Task: Among the lines below, some may hold the word "steeple"; state how many do, giving only the number.

______

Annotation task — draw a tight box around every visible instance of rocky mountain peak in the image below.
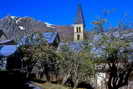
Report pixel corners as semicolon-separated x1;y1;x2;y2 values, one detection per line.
0;16;52;40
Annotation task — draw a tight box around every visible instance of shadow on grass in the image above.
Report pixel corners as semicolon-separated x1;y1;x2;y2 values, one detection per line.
0;71;36;89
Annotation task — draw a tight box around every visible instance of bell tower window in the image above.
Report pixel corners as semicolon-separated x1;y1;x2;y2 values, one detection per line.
76;26;81;33
76;27;79;32
78;27;81;32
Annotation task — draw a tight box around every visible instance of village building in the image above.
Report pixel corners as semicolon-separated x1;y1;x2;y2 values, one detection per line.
0;32;60;70
52;4;87;42
18;32;60;47
0;45;21;70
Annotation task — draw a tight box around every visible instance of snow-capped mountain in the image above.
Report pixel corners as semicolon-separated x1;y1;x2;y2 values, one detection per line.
0;16;54;40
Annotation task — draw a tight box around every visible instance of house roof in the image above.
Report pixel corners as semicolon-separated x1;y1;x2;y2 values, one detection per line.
0;30;8;40
0;30;3;37
43;32;58;44
54;26;74;41
0;40;15;45
18;32;59;46
0;45;17;57
58;42;84;52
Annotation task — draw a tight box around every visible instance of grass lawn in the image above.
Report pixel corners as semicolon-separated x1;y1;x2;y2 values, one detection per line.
34;82;70;89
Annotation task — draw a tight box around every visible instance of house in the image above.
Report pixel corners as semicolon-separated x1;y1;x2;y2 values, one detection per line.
0;31;60;70
0;45;22;70
43;32;60;47
18;32;60;47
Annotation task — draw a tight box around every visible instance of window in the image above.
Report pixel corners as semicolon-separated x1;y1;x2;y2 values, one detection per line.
78;27;81;32
76;26;81;33
77;35;80;40
76;27;79;32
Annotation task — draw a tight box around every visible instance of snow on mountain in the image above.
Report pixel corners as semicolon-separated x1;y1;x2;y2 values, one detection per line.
10;16;17;19
16;18;23;24
18;26;25;30
45;22;55;28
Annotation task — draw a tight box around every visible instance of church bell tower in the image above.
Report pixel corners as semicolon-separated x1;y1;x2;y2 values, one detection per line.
74;4;85;41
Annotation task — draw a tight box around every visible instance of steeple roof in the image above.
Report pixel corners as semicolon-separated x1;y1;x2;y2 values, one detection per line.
74;4;85;25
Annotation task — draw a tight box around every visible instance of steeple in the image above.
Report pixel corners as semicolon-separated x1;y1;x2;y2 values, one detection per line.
74;4;85;26
73;3;85;41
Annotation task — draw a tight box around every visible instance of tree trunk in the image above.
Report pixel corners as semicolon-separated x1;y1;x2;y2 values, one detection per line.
62;73;71;85
73;80;79;89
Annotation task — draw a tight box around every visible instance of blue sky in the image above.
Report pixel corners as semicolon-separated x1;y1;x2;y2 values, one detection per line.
0;0;133;29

______

Reply: 2